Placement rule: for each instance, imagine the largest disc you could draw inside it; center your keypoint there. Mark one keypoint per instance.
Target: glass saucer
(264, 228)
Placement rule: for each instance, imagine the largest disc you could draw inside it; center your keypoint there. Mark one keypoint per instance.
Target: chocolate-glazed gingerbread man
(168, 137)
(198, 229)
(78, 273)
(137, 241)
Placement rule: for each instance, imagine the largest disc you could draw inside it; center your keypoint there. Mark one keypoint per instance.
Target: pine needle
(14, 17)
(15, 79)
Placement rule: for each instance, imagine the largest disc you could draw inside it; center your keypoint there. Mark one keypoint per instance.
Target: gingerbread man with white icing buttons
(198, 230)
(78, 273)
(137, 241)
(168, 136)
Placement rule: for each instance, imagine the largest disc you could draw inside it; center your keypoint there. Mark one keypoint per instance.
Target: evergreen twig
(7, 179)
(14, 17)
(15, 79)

^^^^

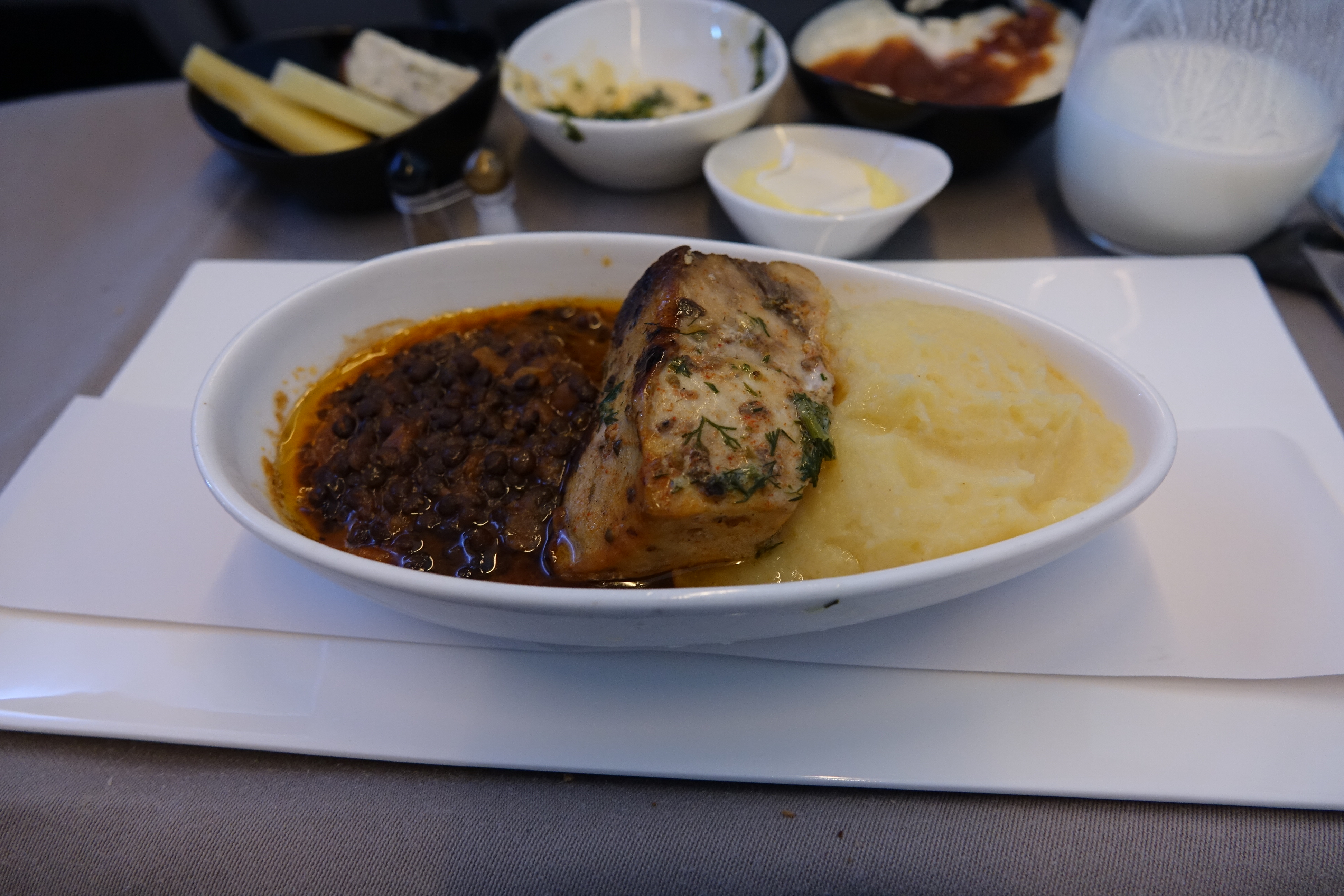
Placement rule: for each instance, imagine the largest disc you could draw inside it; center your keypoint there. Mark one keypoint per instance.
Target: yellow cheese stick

^^^^

• What to work on: Tally the lines of the rows above that contain the word "gingerbread". What is the count? Reply with the number only.

• Answer to the exercise: 2